Top of EXTRACTED RECORDS

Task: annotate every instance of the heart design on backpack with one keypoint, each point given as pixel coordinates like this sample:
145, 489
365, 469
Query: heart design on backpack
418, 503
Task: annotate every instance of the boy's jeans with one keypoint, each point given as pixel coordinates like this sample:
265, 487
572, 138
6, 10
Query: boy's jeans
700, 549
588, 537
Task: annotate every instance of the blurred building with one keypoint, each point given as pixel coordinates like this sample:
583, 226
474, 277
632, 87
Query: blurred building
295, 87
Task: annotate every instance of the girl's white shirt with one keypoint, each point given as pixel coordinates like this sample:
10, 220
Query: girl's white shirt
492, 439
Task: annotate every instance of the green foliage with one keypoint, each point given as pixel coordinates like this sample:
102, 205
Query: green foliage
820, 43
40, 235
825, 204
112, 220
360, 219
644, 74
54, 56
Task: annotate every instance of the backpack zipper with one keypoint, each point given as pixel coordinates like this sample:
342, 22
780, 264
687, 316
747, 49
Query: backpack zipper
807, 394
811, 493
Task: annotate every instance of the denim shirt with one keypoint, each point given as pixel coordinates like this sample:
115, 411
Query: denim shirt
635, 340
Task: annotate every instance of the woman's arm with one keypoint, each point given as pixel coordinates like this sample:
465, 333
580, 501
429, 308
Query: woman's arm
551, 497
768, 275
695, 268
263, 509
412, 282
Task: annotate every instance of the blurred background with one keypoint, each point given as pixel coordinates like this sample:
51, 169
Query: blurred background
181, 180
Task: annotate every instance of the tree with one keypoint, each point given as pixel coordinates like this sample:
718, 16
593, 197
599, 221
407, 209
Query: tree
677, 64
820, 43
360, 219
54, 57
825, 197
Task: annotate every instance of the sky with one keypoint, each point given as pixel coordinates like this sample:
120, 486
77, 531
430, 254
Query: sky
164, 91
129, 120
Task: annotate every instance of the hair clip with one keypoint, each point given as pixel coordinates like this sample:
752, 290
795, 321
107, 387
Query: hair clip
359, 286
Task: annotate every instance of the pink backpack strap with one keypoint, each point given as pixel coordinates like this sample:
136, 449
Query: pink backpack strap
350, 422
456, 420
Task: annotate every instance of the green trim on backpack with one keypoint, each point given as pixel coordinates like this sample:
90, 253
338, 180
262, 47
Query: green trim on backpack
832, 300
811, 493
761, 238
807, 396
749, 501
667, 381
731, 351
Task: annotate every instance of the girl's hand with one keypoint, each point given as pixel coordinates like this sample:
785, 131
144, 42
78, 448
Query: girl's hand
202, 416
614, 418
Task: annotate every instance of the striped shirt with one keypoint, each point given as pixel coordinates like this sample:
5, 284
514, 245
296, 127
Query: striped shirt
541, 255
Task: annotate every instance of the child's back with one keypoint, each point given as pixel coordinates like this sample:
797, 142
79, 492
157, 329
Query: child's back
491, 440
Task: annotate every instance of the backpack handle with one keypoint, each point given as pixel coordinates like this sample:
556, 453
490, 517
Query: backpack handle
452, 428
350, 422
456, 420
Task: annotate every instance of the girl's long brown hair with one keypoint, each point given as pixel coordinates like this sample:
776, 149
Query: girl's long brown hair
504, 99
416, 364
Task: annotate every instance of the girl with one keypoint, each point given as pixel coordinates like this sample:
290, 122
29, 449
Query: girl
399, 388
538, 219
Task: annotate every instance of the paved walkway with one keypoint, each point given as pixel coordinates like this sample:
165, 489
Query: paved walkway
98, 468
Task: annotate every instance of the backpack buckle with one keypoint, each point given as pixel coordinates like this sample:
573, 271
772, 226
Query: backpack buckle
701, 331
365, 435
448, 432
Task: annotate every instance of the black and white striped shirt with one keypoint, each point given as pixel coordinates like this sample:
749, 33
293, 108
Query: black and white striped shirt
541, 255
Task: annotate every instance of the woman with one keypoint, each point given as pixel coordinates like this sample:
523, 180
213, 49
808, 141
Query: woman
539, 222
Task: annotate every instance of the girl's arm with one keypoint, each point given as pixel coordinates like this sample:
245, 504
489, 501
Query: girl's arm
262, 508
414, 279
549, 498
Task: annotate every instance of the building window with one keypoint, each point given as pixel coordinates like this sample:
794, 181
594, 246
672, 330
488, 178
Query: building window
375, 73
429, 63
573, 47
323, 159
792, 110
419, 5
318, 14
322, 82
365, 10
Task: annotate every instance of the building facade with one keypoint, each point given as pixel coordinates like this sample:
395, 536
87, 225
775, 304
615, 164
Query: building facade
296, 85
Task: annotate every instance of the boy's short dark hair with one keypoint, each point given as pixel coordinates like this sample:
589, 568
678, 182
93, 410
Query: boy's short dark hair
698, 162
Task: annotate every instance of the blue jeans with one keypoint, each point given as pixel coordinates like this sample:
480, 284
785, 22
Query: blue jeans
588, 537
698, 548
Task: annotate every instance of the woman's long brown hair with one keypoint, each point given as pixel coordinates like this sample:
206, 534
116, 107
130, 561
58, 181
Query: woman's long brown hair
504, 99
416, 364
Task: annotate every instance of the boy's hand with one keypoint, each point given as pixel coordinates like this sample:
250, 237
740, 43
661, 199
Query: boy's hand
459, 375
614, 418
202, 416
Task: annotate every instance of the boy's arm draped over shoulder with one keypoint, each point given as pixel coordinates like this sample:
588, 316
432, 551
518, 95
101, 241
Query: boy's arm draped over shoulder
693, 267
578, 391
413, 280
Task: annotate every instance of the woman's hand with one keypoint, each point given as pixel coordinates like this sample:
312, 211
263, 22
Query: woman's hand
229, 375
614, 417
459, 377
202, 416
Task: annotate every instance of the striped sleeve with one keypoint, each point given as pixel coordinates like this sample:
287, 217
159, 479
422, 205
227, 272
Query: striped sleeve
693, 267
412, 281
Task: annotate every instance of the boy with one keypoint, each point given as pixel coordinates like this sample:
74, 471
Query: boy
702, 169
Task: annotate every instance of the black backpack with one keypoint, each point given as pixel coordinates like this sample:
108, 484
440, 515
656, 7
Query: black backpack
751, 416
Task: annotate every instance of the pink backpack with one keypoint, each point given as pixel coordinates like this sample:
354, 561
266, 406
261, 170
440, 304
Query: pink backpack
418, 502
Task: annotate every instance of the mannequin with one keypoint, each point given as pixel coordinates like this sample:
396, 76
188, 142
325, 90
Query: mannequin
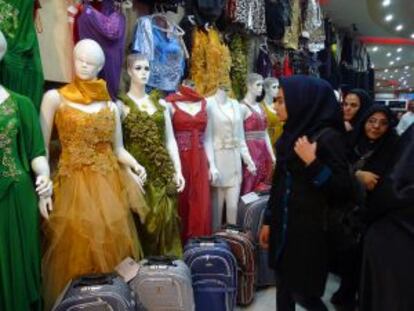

Bottom of EXTRACTED RECORDS

**INSTRUCTIONS TO FOLLOW**
Exactly as they appear above, give the records again, without their pictures.

**TASK ANSWER**
Task: annotate every instance of the heart design on backpack with one keypoint, each point given as pixel coordinates like this sample:
145, 489
365, 469
Query: heart design on backpack
418, 503
Task: annotate every instance of the boy's jeans with one keypoint, each point given as pixel coordinates like this sample:
265, 487
572, 138
6, 10
Query: boy's jeans
700, 549
588, 537
Task: annotate every instance of the blurred building with one keypoint, each point given as pixel coordinates like this sample:
583, 226
474, 277
632, 87
Query: blurred building
295, 87
Task: annotate every instance of the girl's white shirt with one keypoint, each point given as pixel coordinates like this sample:
10, 220
Query: girl's white shirt
492, 439
Task: annotate every instance of the green foliage with one keypoint, each point given as pixel coordinates like this sample:
102, 205
Query: green foliage
820, 43
40, 235
825, 204
112, 220
360, 219
644, 74
54, 56
Task: annotate every instance of the backpack zipper with one keypoint, each point given as pixel coordinates like this sample:
342, 22
780, 264
687, 316
747, 49
Query: backpack zipper
807, 394
811, 493
Task: annotate every instance of the denim shirt with one keypoint, each point given as pixel coordinates like this sample:
115, 411
Query: denim shirt
635, 340
Task: annotate every instance of the woman's arm with one keypoint, each point given as pixel coordinates like this sample:
465, 333
580, 501
429, 308
Query: woman's arm
551, 497
768, 275
695, 268
263, 509
412, 282
Task: annotate every instance of the blurred background with one keypoint, each point given as pixel coordinates like this sample:
51, 169
Query: blurred background
181, 180
Task: annotate every instance of the tree with one keypoint, each point given as pixel coordinates like this sample:
718, 16
593, 197
599, 221
407, 209
Query: tree
677, 64
820, 43
360, 219
54, 57
825, 197
Task: annotate every instance of the sky with one keypoint, each point given as pixel coordinates like this sample:
120, 486
77, 531
430, 254
Query: sky
164, 91
129, 120
Task: annotate every instance of the hair clip with one keypoint, each point given as pixel coordinates like this sample:
752, 290
795, 321
107, 387
Query: hair clip
359, 286
Task: annotate every instance of the pink backpack strap with one keypoint, each point given as pixel coordinates like this sample:
136, 449
Query: pink backpack strap
350, 422
456, 420
Task: annotate every instance of the green trim on backpack with one keypoint, each point given as pixel coordinates like this sample:
90, 253
338, 180
262, 47
Query: green trim on backpack
832, 300
811, 493
761, 238
807, 396
749, 501
667, 381
731, 351
Task: annotate every instance of the girl's hand with one keypoint, each point given as pixel coordinates like this sample:
785, 131
144, 42
78, 448
Query: girl's hand
202, 416
614, 418
Task: annotate every instance of the striped shirt with one keypoint, each point given as pixel coordinates like this sample:
5, 284
514, 245
296, 127
Query: striped shirt
541, 255
Task: annotate every instance of the child's back with one keypoint, each point given as pixel coordinates like this sample:
797, 142
79, 492
157, 329
Query: child's back
491, 440
Task: annotate every instance of the backpack handle with one keypoint, each point given as pixel coordinates like this sample:
556, 453
490, 517
Query: backpack handle
452, 428
350, 422
456, 420
Task: annotate every instance of the girl's long brown hair with one keypoint, each point given as pixel coordinates like this sample:
776, 149
Query: girl's long brown hair
504, 99
416, 364
Task: annotate every instance of the girl with one keypoint, each point given as pixel coordinates like this sample:
290, 122
29, 449
Query: girl
399, 388
538, 219
Task: annotate every instance of the paved walkway with one keypoint, each point given as pixel coordinates like this sample:
165, 489
Query: paved walkway
98, 468
Task: annotate every instance of the backpack buckle with one keypoint, each point given as pixel coordinates like this sample:
573, 271
772, 226
Query: backpack buckle
701, 331
365, 435
448, 432
Task: annotate every instance of the black and white striped shirt with one keypoint, each point given as pixel coordinates like this sample:
749, 33
293, 108
Query: black and white striped shirt
541, 255
Task: annotate every instance of the woman with one keypoint, each point given as pixel coordinates like this sample:
523, 180
213, 49
808, 141
Query: woman
539, 222
Task: annotate every instance of the girl's arm with one keypoint, each point given as pixel coordinates like this sample:
245, 504
489, 501
Query: girl's arm
262, 508
414, 279
549, 498
Task: annotate every instance of the building window with one keypoint, each point given as pixel coordinates like this sample:
794, 181
594, 246
672, 330
488, 178
Query: building window
375, 73
429, 63
573, 47
323, 159
792, 110
419, 5
318, 14
322, 82
365, 10
Task: annotate every instance of the building facade with one keypoint, each point given as pixel coordinates like this sample:
395, 536
87, 225
775, 304
615, 164
Query: building facade
296, 85
Task: annotate every instance of the boy's short dark hair with one keypoint, each point given as pixel coordinates like this sample:
589, 568
678, 182
93, 410
Query: boy's short dark hair
698, 162
Task: annotate every instance of the blue jeans with one keypoint, each point given as pixel coordinates like this sample:
480, 284
785, 22
Query: blue jeans
588, 537
698, 548
Task: annotate every instance of the woman's long brown hair with one keypoint, each point given as pixel coordinates like this sample:
206, 534
116, 107
130, 561
58, 181
Query: woman's long brown hair
504, 99
416, 364
Task: annotate every instance of the boy's hand with one keypoint, each point given as pixel coordinates like this sample:
250, 237
740, 43
661, 199
Query: boy's hand
459, 375
614, 418
202, 416
Task: annotate every instance of the boy's arm draped over shoulder with one keypoint, each point given as pixel coordinates like this sample:
588, 316
432, 551
518, 95
101, 241
Query: boy's arm draped over shoulder
693, 267
578, 391
413, 280
Task: annotate every instance of the woman's hand with one keypoint, each point given as pixel coordinates like this sample:
312, 211
263, 22
Query: woman's hand
229, 375
614, 417
459, 377
202, 416
Task: annotate every instance of the striped sleeve with one keypoint, each point given as pixel coordinates like this sample:
287, 217
159, 479
422, 205
227, 272
Query: striped sleeve
693, 267
412, 281
Task: annotate every instance of the boy with one keypoint, each point given as pixel coordinates like this sample:
74, 471
Query: boy
702, 169
Task: annotate every instance of the black backpack with one keypoint, each point given as pixel coordinates like this sample:
108, 484
440, 515
656, 7
Query: black backpack
751, 416
Task: annotate every instance of the pink backpack with one keypoint, each point given as pixel coordinates like this sample:
354, 561
266, 406
261, 170
440, 304
Query: pink backpack
418, 502
Task: annotate every instance of the mannequin with one keypoint, each point given as pixel coordinates like this sample:
396, 76
188, 142
325, 90
Query: mannequin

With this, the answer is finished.